_TASK INSTRUCTIONS_
A – In the excerpt on the Montefiore gold rush letters, why are some of the letters written in English transliterated into Hebrew script?
B – Extend the excerpt on the Montefiore brothers' gold rush letters to the Rothschild bank, picking up from its final line.
══ EXCERPT
There appears a tolerably respectable Congregation of our own people here amounting to 40 or 50 families of about 200 to 220 in all. I attended the Synagogue [at 472 Bourke Street] on Saturday last the service was exceedingly orderly conducted having a very good reader…

I need not point out to you how much more advantageous it would be to send out Sovereigns for the Bank have reduced their discounts on Bills to 10 per cent and it is impossible to say what they may reduce it to and the charge on Sovereigns is only about 1¾ to 2 per cent for freight and insurance—or Bank Bills could be obtained when I left at 2 per cent premium.[4]

This and the ensuing, at times frenzied, correspondence between the bank in London and Montefiore and his brothers Jacob Levi Montefiore (1801–1895) and Eliezer Levi Montefiore (1820–1894) through 1852 until 1855 forms a remarkable capsule of letters housed in the Rothschild Archive. Some of these are written in English transliterated into Hebrew script (a security measure). All relate to the earliest stages of the Victorian gold rush, and shine new beams of penetrating light upon Rothschilds’ close but covert involvement―far closer than has hitherto been understood. Indeed here in Australia, Rothschilds’ activities have rarely if ever before even been noted.[5]

1 Jacob Levi Montefiore. 2 Eliezer Levi Montefiore c.1864, by an unknown photographer.
════
══ DATASET EXTRACT
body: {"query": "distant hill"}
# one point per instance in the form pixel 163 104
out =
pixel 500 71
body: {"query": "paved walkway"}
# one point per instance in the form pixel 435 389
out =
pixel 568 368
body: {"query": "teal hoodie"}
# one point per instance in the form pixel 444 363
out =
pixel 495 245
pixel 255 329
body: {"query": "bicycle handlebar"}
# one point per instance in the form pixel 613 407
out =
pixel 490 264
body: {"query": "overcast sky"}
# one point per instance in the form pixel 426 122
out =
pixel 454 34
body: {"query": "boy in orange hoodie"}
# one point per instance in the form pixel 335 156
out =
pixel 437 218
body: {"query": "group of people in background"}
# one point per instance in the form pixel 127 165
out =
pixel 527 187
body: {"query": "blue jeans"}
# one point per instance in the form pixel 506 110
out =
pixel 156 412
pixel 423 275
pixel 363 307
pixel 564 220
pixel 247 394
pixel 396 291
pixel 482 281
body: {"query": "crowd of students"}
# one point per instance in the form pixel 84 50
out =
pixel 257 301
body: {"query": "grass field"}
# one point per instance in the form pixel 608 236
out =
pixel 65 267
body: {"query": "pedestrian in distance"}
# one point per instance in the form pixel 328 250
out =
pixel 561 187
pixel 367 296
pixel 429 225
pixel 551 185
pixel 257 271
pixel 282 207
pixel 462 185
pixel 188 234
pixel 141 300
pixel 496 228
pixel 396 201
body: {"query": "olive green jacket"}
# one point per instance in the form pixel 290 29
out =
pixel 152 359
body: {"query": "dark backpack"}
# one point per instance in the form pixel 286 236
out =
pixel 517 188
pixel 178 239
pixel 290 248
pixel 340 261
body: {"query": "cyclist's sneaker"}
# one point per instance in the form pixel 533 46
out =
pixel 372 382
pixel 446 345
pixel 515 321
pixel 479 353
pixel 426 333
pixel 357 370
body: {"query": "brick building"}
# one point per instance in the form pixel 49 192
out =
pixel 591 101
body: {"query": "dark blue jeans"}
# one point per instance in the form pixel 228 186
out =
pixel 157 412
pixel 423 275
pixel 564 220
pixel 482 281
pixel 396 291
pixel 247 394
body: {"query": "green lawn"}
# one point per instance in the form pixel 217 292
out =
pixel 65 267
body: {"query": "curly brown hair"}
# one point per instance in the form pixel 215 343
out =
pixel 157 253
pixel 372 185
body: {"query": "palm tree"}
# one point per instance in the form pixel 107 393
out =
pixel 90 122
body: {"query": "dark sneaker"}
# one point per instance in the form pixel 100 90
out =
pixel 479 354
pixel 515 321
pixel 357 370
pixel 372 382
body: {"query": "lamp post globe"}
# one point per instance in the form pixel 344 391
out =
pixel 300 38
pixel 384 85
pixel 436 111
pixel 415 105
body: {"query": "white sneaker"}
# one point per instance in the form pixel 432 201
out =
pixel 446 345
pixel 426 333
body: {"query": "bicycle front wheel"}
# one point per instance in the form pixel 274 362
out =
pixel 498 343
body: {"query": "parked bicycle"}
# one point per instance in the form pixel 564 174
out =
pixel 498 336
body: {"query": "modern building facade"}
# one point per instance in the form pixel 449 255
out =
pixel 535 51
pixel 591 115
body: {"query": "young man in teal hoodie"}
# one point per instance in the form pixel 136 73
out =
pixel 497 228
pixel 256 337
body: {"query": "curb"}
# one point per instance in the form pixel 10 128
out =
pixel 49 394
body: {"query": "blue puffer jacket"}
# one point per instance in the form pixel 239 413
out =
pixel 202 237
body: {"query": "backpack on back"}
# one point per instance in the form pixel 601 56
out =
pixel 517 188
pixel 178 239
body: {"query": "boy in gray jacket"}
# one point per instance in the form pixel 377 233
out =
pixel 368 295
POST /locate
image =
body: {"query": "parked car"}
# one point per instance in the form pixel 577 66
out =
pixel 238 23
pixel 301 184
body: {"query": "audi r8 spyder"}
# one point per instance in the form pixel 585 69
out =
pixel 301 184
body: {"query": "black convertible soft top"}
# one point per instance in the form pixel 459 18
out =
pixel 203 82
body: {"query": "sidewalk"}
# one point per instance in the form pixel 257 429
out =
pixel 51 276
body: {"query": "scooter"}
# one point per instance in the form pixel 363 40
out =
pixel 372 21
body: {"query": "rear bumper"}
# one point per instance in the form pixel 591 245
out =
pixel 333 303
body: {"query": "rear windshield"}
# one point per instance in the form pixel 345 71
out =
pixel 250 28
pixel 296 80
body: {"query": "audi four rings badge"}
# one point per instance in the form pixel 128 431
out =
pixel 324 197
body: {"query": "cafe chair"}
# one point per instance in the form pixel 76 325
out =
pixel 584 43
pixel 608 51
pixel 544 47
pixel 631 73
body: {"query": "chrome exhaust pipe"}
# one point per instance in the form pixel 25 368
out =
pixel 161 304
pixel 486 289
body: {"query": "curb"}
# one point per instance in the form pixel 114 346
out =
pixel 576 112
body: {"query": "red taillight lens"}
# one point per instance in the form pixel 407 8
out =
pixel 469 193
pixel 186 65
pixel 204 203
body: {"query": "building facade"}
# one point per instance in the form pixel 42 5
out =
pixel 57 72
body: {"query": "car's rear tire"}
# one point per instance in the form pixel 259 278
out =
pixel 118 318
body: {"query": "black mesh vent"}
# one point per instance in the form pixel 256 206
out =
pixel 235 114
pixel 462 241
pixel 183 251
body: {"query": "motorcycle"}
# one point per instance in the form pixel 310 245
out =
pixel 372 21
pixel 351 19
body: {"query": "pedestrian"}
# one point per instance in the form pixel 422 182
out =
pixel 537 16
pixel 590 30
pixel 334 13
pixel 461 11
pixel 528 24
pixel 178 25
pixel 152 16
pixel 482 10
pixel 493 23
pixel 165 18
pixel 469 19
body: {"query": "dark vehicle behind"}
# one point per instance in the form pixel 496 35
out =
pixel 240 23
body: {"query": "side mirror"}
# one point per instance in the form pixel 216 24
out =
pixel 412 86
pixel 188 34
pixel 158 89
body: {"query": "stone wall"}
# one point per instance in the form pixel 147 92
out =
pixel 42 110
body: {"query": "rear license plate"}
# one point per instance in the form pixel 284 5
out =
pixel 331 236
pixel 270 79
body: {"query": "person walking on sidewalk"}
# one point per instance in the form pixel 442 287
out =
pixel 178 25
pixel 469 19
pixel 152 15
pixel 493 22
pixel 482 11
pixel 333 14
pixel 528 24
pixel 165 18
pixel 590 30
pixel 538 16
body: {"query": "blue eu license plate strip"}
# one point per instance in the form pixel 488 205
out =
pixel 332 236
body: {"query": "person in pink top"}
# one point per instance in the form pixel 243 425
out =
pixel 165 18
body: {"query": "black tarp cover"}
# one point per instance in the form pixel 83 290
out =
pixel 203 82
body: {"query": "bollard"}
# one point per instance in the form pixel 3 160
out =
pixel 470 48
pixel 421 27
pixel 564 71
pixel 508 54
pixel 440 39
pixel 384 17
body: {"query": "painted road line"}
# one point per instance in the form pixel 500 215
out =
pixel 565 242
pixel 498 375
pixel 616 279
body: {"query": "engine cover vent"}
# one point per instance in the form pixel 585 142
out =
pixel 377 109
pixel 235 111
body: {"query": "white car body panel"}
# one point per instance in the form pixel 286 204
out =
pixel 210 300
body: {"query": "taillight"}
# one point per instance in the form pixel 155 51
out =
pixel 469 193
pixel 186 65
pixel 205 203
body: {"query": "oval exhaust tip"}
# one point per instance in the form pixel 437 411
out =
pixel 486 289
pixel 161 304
════
_EXERCISE RESPONSES_
A – As a security measure.

B –
This first and most important letter in the long series is especially notable for the accuracy of its contents, its comprehensiveness, and its firm grasp upon the realities and shortcomings of the local banking infrastructure, which Montefiore knew well. As well as having being a member of the board of the South Australian Mining Company (copper), Joseph Montefiore was a trustee of the Savings Bank in Adelaide. Jacob (“Jack”) became a director of the Bank of Australasia in 1855, and Eliezer (“Levi”) was secretary of the Australian Insurance Company—all neatly interlocking interests that for a while served the siblings’ various other inter-colonial family businesses exceedingly well.

The granularity of the information about the various prices set out in Joseph’s letter was partly to emphasize their enormous inflation under the pressure of so much new, almost instantaneous local wealth, and the temporary incapacity of the Australian banks even to furnish enough local currency to support the huge new income from gold. Montefiore’s report was also prescient, because the Bank of England had yet to pronounce upon the quality of the gold flowing out of the Victorian diggings, yet they soon did so: Victorian gold was of astonishingly high quality. In the second half of 1851, diggers mostly earned £3 per ounce, which was the official insurance valuation applied to gold escorts, and very close to the Royal Mint price for gold, £3 17s. 10½d. However, following the arrival of the good news from the Bank of England the price rose sharply, and £4 is said to have become standard by the end of 1852—and only in this respect was Montefiore’s initial assessment of £2 16s. at all misleading. By 1854, scarcely two years later, 8,425,700 ounces of gold (more than 235 tons) were exported from Melbourne. He was right about the wool industry suffering in the short term. He was right about the urgent need for labour and commodities. And he was right about the reliability of gold sovereigns, as against bills and notes.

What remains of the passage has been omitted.